Holocaust Museum Field Trip

By: pbcmedia

Jun 12 2009

Tags: , , , , ,

Category: Holiday, Life, Personal, Photography, WW II

9 Comments

Aperture:f/18
Focal Length:16mm
ISO:100
Shutter:1/1 sec
Camera:Canon EOS 5D

I can’t get it out of my mind.

Two of my grand nieces and nephews were on field trips the same day but their trips were not to the Holocaust Museum in Washington, DC.

All, though, traveled by bus through the same forest of possibilities.  There are wolves knocking on our doors.  Big, bad wolves.

This one was 87 years old.  A man (I use the term generically) whose life is so profoundly pitiful and inadequate–and yet he has an opportunity to touch innocent souls as well as memory.  It  is unthinkable.  Jarring.  Disorienting.

But, it is human history.

EXERCISE TASKS ▸
1. Which camera does the blog post list?
2. Repeat the passage of the blog post between "This one was" and "unthinkable.  Jarring.  Disorienting.", inclusive.
The rows that follow are not needed here.

DATA ▸
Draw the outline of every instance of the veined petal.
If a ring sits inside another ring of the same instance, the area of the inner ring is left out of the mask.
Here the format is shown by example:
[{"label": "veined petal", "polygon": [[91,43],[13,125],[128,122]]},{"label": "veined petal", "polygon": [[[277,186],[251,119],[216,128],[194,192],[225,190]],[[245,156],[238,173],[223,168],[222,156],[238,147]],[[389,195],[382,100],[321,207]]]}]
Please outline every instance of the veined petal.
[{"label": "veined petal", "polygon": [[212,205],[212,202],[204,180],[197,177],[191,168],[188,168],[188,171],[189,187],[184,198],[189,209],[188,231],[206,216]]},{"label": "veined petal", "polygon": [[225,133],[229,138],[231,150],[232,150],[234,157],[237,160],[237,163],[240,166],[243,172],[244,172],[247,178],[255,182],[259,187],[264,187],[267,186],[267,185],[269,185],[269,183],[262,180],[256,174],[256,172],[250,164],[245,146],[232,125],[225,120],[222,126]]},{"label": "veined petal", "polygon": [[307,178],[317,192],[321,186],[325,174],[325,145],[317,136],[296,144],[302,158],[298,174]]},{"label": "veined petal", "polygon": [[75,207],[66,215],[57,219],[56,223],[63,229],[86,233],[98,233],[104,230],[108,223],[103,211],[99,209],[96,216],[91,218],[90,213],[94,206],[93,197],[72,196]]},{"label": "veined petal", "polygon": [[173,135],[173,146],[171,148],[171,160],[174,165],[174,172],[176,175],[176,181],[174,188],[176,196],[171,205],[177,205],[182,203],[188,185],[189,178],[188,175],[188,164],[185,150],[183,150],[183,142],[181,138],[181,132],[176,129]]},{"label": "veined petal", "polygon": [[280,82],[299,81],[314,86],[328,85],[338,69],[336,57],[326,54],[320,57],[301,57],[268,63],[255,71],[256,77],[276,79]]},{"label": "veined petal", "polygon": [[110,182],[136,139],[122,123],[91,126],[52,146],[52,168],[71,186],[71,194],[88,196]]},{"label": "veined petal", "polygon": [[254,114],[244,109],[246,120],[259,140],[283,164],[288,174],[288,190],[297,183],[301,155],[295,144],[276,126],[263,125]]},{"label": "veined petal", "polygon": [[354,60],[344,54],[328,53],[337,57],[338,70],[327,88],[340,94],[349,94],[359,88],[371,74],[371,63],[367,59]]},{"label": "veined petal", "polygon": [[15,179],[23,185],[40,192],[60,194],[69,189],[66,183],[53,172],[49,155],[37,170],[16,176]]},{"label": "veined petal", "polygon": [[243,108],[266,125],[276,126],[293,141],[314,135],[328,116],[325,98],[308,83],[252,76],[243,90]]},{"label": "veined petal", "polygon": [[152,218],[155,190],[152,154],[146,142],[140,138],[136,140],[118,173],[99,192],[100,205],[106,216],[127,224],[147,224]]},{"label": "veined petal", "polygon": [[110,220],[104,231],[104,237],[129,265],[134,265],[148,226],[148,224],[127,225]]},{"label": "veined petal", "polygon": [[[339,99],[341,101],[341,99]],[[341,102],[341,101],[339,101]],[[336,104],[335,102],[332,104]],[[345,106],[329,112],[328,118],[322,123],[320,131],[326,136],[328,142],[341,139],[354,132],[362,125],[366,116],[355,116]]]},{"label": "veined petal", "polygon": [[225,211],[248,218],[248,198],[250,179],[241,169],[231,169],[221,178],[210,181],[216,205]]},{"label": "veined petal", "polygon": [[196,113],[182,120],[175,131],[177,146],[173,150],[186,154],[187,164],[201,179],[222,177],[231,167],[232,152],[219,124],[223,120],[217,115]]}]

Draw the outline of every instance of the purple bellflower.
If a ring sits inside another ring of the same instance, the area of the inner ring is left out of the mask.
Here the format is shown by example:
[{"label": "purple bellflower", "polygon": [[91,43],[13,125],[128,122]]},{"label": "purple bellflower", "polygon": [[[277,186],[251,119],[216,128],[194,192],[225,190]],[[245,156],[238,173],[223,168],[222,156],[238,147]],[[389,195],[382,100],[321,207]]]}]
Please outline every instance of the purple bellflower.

WORKED ANSWERS ▸
1. Canon EOS 5D

2.
This one was 87 years old.  A man (I use the term generically) whose life is so profoundly pitiful and inadequate–and yet he has an opportunity to touch innocent souls as well as memory.  It  is unthinkable.  Jarring.  Disorienting.